In your copy, each record should read exactly as it does below, and no pictures should be present.

- - -

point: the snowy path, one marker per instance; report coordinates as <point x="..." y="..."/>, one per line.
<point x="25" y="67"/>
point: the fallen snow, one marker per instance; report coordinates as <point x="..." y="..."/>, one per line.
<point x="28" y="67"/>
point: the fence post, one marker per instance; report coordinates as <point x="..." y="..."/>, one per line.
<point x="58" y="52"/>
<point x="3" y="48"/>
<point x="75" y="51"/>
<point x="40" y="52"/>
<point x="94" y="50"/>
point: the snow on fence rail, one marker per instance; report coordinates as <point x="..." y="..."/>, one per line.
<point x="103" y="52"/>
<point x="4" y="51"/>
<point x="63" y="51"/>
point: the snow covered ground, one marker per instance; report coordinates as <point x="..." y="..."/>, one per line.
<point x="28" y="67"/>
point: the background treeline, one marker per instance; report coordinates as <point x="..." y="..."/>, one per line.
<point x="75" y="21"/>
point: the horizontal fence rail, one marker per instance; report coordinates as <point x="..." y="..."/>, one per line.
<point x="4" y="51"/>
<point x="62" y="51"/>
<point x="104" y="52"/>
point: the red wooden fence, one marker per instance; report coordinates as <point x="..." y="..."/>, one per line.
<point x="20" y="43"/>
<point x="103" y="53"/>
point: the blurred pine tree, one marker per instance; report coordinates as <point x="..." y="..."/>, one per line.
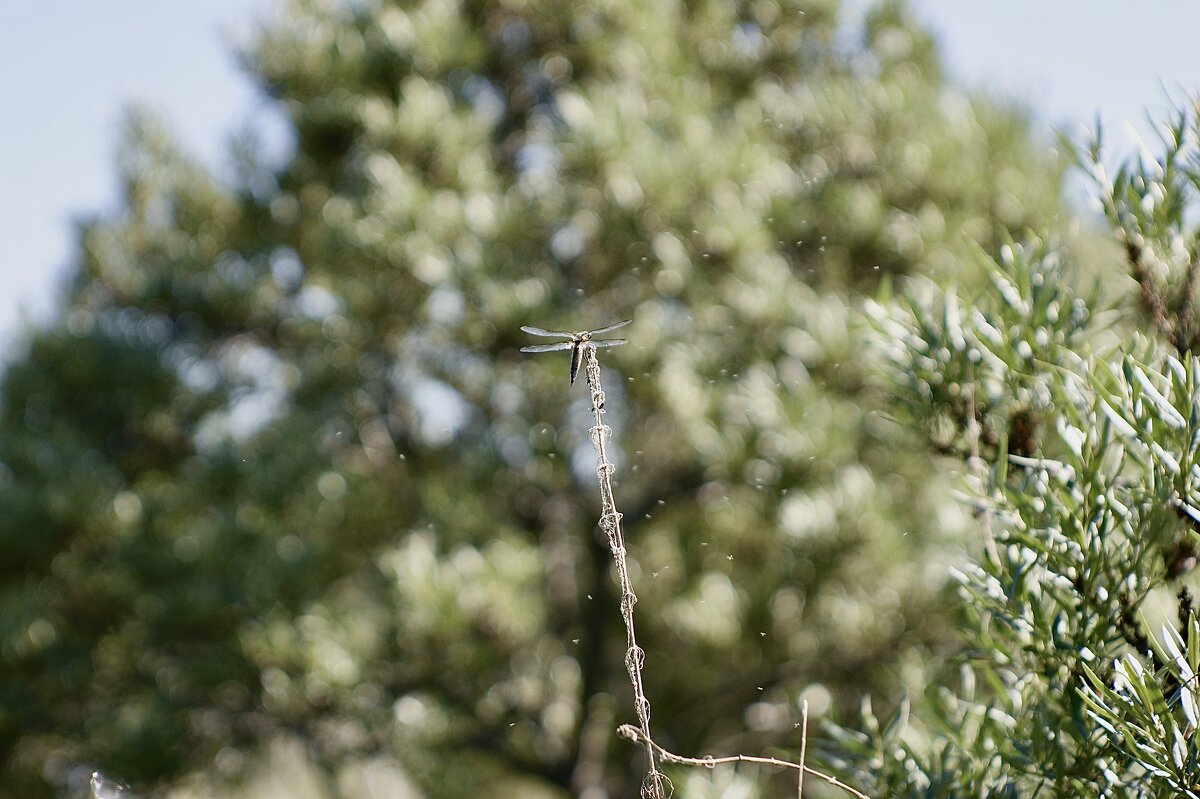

- - -

__Task answer__:
point: the snowy path, one marker per instance; report coordinates as <point x="..." y="..."/>, one per line.
<point x="25" y="67"/>
point: the fallen snow, one marker per instance; report coordinates as <point x="..." y="..."/>, one per line.
<point x="28" y="67"/>
point: the fence post, one marker per instance; report coordinates as <point x="..." y="..."/>, one per line.
<point x="58" y="52"/>
<point x="3" y="48"/>
<point x="75" y="51"/>
<point x="40" y="52"/>
<point x="94" y="50"/>
point: the snow on fence rail, one marker per instance; report coordinates as <point x="..." y="..."/>, one per line.
<point x="103" y="52"/>
<point x="4" y="51"/>
<point x="63" y="51"/>
point: the snow covered ground, one marker per instance; report coordinates as <point x="..." y="..."/>, one per line.
<point x="28" y="67"/>
point: the background treeline, one marker per instance; report coordinates as <point x="..." y="..."/>, one per line.
<point x="75" y="21"/>
point: the horizontal fence rail, one marker per instance; report coordinates as <point x="..." y="..."/>, one per line.
<point x="4" y="51"/>
<point x="62" y="51"/>
<point x="104" y="52"/>
point: the red wooden fence, one marker per instance; report coordinates as <point x="..." y="..."/>, one per line.
<point x="20" y="43"/>
<point x="103" y="53"/>
point: the blurred pine tree, one marker per instance; report coordinates as <point x="..." y="..."/>, one per line.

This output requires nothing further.